- [Task prompt] Give the stretch of data from the line containing "--target metal railing" through the line containing "Give the mask of every instance of the metal" as a JSON list of strings, one string per line, leaving out blank lines.

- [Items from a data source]
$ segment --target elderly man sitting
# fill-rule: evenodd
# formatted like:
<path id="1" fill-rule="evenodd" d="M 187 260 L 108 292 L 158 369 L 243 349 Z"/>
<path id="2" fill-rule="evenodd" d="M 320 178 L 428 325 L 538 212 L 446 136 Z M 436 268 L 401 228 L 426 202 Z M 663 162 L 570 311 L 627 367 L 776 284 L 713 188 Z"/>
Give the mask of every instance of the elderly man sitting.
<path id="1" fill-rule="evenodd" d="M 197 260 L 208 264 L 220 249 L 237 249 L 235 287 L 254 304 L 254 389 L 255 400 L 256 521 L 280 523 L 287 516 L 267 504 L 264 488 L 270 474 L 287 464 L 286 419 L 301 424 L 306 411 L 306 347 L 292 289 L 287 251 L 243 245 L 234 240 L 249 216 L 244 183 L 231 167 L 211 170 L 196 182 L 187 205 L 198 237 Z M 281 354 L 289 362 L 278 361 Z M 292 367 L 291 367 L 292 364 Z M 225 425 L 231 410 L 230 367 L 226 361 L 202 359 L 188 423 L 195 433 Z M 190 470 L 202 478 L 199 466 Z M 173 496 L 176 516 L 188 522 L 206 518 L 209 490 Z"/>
* * *
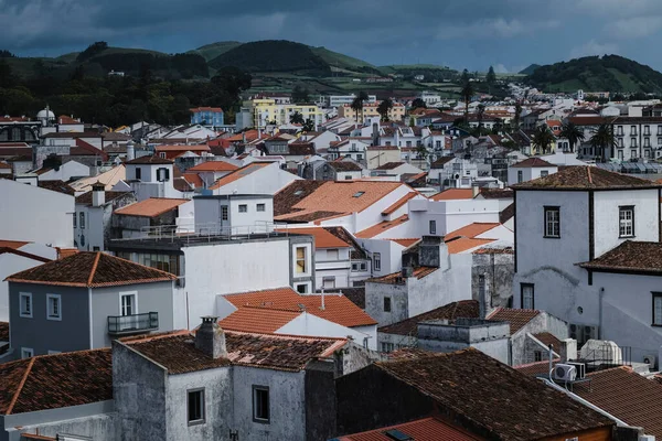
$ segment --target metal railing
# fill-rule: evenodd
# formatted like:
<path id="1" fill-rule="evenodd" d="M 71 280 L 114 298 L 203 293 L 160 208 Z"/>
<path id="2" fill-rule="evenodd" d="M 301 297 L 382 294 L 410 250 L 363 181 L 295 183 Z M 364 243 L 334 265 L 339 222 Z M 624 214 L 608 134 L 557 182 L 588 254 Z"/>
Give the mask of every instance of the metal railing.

- [Exercise response]
[
  "$ segment --target metal railing",
  "# fill-rule: evenodd",
  "# formatted like:",
  "<path id=\"1\" fill-rule=\"evenodd\" d=\"M 71 280 L 114 298 L 203 293 L 160 208 Z\"/>",
  "<path id=\"2\" fill-rule=\"evenodd\" d=\"M 301 297 L 382 294 L 410 250 L 363 181 L 295 183 Z M 364 243 L 334 265 L 339 222 Z M 624 214 L 608 134 L 557 182 L 588 254 Z\"/>",
  "Give the mask of every instance of the metal railing."
]